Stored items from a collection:
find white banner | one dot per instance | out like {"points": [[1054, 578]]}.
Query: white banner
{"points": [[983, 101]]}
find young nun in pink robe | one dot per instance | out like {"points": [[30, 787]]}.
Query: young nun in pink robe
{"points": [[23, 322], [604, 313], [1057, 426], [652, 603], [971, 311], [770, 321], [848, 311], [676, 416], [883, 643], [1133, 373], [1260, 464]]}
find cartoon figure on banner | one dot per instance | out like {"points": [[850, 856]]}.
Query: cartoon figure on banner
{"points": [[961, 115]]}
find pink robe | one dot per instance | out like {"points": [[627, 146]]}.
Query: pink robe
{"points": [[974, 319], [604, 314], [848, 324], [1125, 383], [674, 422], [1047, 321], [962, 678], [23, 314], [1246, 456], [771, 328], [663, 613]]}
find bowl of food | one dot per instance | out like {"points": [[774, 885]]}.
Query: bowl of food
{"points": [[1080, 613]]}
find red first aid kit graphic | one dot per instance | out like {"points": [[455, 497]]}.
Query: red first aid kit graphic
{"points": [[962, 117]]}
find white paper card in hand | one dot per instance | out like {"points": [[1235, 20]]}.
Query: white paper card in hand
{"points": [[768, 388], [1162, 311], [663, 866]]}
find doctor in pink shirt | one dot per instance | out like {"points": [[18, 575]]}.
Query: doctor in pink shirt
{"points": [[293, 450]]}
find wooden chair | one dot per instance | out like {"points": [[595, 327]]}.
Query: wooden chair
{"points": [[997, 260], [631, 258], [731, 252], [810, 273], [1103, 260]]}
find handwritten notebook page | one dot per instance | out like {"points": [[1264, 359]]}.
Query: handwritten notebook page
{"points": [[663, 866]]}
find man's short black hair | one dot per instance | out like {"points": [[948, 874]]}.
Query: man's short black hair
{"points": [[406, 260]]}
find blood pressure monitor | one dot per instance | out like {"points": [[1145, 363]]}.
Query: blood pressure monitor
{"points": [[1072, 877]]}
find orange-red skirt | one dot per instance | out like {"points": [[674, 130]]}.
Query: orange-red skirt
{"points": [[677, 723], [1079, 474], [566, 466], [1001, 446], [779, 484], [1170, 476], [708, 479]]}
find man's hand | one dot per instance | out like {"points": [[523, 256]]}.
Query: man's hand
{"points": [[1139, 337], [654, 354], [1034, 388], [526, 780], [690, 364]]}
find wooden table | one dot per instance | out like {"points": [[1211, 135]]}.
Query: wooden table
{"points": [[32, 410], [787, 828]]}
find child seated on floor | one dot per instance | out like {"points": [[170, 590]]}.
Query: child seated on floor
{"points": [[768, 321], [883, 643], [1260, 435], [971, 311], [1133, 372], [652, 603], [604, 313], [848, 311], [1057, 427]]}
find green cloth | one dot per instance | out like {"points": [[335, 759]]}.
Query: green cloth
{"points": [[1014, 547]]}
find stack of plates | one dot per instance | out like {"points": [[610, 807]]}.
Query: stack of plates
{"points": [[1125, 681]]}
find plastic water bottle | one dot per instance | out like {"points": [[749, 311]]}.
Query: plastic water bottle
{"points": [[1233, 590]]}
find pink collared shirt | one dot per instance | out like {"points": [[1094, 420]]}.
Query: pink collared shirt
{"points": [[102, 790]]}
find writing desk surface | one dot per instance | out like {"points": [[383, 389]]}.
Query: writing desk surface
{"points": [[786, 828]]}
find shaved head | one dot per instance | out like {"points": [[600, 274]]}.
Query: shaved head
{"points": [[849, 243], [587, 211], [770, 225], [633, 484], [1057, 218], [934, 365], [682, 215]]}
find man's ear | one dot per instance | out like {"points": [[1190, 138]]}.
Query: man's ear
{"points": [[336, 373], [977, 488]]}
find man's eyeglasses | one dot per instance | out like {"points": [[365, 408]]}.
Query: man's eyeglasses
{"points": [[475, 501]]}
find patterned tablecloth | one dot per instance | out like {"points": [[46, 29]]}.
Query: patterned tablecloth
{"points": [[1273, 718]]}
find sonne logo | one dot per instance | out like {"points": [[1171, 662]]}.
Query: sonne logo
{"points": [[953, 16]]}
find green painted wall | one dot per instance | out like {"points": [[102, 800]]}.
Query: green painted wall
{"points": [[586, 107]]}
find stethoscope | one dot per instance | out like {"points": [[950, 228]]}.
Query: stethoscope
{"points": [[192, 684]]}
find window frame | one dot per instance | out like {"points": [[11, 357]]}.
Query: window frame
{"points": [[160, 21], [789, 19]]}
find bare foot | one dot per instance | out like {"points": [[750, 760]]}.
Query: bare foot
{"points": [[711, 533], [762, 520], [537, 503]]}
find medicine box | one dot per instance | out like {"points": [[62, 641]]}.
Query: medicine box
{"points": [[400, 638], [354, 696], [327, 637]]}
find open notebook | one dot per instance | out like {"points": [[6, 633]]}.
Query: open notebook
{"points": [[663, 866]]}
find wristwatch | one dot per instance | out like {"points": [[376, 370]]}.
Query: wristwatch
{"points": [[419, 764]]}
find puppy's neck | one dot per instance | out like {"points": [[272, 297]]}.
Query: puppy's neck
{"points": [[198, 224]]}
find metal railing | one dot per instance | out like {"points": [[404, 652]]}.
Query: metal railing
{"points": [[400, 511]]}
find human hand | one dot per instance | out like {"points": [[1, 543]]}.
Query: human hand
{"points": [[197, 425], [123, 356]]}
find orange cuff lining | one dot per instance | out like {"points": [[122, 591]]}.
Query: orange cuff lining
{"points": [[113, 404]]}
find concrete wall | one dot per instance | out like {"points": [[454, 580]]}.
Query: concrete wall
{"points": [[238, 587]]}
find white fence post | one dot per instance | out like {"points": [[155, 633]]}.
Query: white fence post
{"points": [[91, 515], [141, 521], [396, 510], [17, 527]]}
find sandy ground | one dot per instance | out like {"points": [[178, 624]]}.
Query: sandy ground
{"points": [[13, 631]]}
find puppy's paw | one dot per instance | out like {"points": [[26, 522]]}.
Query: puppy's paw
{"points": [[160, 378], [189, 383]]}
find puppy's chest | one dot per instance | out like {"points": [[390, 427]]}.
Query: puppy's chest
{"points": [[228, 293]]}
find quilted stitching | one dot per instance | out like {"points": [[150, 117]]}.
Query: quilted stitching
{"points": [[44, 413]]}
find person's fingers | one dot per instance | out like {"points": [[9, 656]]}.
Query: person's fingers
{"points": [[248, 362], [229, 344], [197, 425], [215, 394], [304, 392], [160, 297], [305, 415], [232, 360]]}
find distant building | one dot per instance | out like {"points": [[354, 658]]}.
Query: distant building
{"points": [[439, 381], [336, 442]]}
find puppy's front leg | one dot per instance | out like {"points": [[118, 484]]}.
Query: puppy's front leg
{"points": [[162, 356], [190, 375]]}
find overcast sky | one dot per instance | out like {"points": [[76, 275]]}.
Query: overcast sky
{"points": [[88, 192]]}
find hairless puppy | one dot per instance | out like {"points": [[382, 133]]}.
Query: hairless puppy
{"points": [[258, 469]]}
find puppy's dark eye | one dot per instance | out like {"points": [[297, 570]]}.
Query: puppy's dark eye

- PROMPT:
Extract all the entries word for word.

- PROBLEM SOLUTION:
find white banner | one dot per instance | out like {"points": [[1054, 578]]}.
Query: white banner
{"points": [[983, 101]]}
find young nun in pink robe | one dot per instance | out like {"points": [[30, 787]]}.
Query: young nun in pink robe
{"points": [[23, 322], [604, 313], [1057, 426], [652, 603], [971, 311], [770, 321], [848, 311], [676, 416], [883, 643], [1133, 373], [1260, 464]]}
find cartoon figure on banner | one dot per instance | out like {"points": [[850, 856]]}.
Query: cartoon figure on banner
{"points": [[961, 115]]}
find pink robe | one dot per instance | out like {"points": [[627, 146]]}.
Query: pink robe
{"points": [[974, 319], [604, 314], [848, 324], [1125, 383], [674, 422], [1047, 321], [962, 678], [23, 314], [1246, 456], [771, 328], [663, 613]]}
find bowl of food | one dot per instance | out like {"points": [[774, 885]]}.
Query: bowl of food
{"points": [[1080, 613]]}
find red first aid kit graphic | one dot per instance | out like {"points": [[455, 497]]}.
Query: red first aid kit graphic
{"points": [[962, 117]]}
find white paper card in hand | one dot per instance | out like {"points": [[1235, 20]]}.
Query: white paper card in hand
{"points": [[768, 388], [1162, 311], [663, 866]]}
find doctor in pink shirt | one dot per instance | out like {"points": [[18, 575]]}.
Query: doctor in pink shirt
{"points": [[293, 450]]}
find wooden chair | one dot per instance | out like {"points": [[595, 327]]}.
Query: wooden chair
{"points": [[997, 260], [631, 258], [731, 252], [810, 273], [1103, 260]]}
find handwritten notebook page | one dot per instance | out like {"points": [[1264, 359]]}.
Query: handwritten notebook page
{"points": [[663, 866]]}
find man's short black hair | one dot per instance | out like {"points": [[948, 874]]}.
Query: man's short black hair
{"points": [[406, 260]]}
find blood pressure monitor | one dot per instance | out like {"points": [[1145, 363]]}.
Query: blood pressure monitor
{"points": [[1072, 877]]}
find orange-red skirt | one dot per instance | out like {"points": [[674, 130]]}.
Query: orange-red skirt
{"points": [[677, 723], [1079, 474], [566, 466], [1001, 446], [779, 484], [1170, 476], [708, 479]]}
find man's hand | one dot per instance | out like {"points": [[523, 256]]}.
Query: man's hand
{"points": [[1139, 337], [654, 354], [1034, 388], [526, 780], [690, 364]]}
find wooden table | one dot per instance | out like {"points": [[1211, 135]]}.
Query: wooden table
{"points": [[32, 410], [787, 828]]}
find child seated on floor | one dot per instance | out like {"points": [[170, 590]]}.
Query: child seated on floor
{"points": [[768, 321], [883, 643], [1260, 435], [971, 311], [1133, 372], [652, 603], [604, 313], [848, 311], [1057, 427]]}
find green cloth | one dot per instance | out like {"points": [[335, 759]]}.
Query: green cloth
{"points": [[1014, 547]]}
find stack of plates | one dot per instance | out like {"points": [[610, 807]]}.
Query: stack of plates
{"points": [[1125, 681]]}
find plastic water bottle | one dot per instance | out like {"points": [[749, 311]]}.
Query: plastic water bottle
{"points": [[1233, 590]]}
find pink collared shirt | one dot per instance | out like {"points": [[1094, 420]]}.
Query: pink collared shirt
{"points": [[102, 790]]}
find writing desk surface | one dot per instance | out like {"points": [[383, 389]]}.
Query: writing desk surface
{"points": [[786, 828]]}
find shaved head | one dot per instance | out like {"points": [[600, 274]]}.
Query: shaved head
{"points": [[849, 243], [587, 211], [770, 225], [633, 484], [1057, 218], [934, 365], [682, 215]]}
find man's ear | one dot per instance | out like {"points": [[1190, 138]]}.
Query: man's ear
{"points": [[336, 373], [977, 488]]}
find man's eyeglasses | one dot per instance | out like {"points": [[365, 408]]}.
Query: man's eyeglasses
{"points": [[475, 501]]}
find patterned tablecloth | one dot per instance | out like {"points": [[46, 29]]}.
Query: patterned tablecloth
{"points": [[1273, 718]]}
find sonne logo | one dot per instance | out like {"points": [[1171, 662]]}.
Query: sonne logo
{"points": [[953, 16]]}
find green painted wall | one dot per instance | out like {"points": [[102, 800]]}.
Query: green painted wall
{"points": [[586, 107]]}
find stethoscope | one dot per instance | out like {"points": [[950, 228]]}.
Query: stethoscope
{"points": [[192, 684]]}
find window frame | one dot per instance | out like {"points": [[11, 357]]}.
Query: window frame
{"points": [[160, 21], [789, 19]]}
find bare foot | one dot per instance | out like {"points": [[750, 760]]}.
Query: bare foot
{"points": [[711, 533], [762, 520], [537, 503]]}
find medicine box | one dot per instance | out like {"points": [[62, 641]]}.
Query: medicine box
{"points": [[400, 638], [354, 696], [327, 637]]}
find open notebook | one dot per instance | out like {"points": [[6, 633]]}.
Query: open notebook
{"points": [[663, 866]]}
find wristwatch | one dot per instance | out like {"points": [[376, 370]]}.
Query: wristwatch
{"points": [[419, 764]]}
find puppy's neck | one dot per instance | out like {"points": [[272, 297]]}.
Query: puppy's neck
{"points": [[198, 224]]}
find metal railing | one dot per instance | out like {"points": [[404, 652]]}.
Query: metal railing
{"points": [[400, 511]]}
find human hand | one dot per instance | out like {"points": [[1, 543]]}.
Query: human hand
{"points": [[197, 425], [123, 356]]}
find orange cuff lining | one dot per instance | out like {"points": [[122, 591]]}.
Query: orange cuff lining
{"points": [[113, 404]]}
find concrete wall | one dot per instance | out like {"points": [[454, 580]]}.
Query: concrete wall
{"points": [[238, 587]]}
find white fence post | one dot per instance | out like {"points": [[155, 633]]}.
Query: white fence post
{"points": [[91, 515], [141, 521], [396, 510], [17, 527]]}
find sandy ground | one dot per instance | out like {"points": [[178, 624]]}.
Query: sandy ground
{"points": [[13, 631]]}
find puppy's paw | one dot per instance | out like {"points": [[26, 522]]}.
Query: puppy's paw
{"points": [[160, 378], [189, 383]]}
find puppy's chest | one dot per instance | out like {"points": [[390, 427]]}.
Query: puppy's chest
{"points": [[228, 293]]}
find quilted stitching | one dot per instance | out like {"points": [[150, 117]]}.
Query: quilted stitching
{"points": [[44, 413]]}
find person's fingers | one dot per instance | out like {"points": [[9, 656]]}.
Query: person's fingers
{"points": [[248, 362], [229, 344], [197, 425], [215, 394], [304, 392], [160, 297], [305, 415], [232, 360]]}
find distant building | one dot per instance | out like {"points": [[354, 658]]}.
Query: distant building
{"points": [[439, 381], [336, 442]]}
find puppy's front leg | one dot per instance | out like {"points": [[118, 484]]}.
Query: puppy's front leg
{"points": [[162, 356], [190, 375]]}
find overcast sky | one dot per instance | out like {"points": [[76, 275]]}.
Query: overcast sky
{"points": [[88, 192]]}
find hairless puppy | one dot per instance | out like {"points": [[382, 133]]}.
Query: hairless puppy
{"points": [[258, 469]]}
find puppy's dark eye | one dot per instance | out like {"points": [[297, 570]]}.
Query: puppy's dark eye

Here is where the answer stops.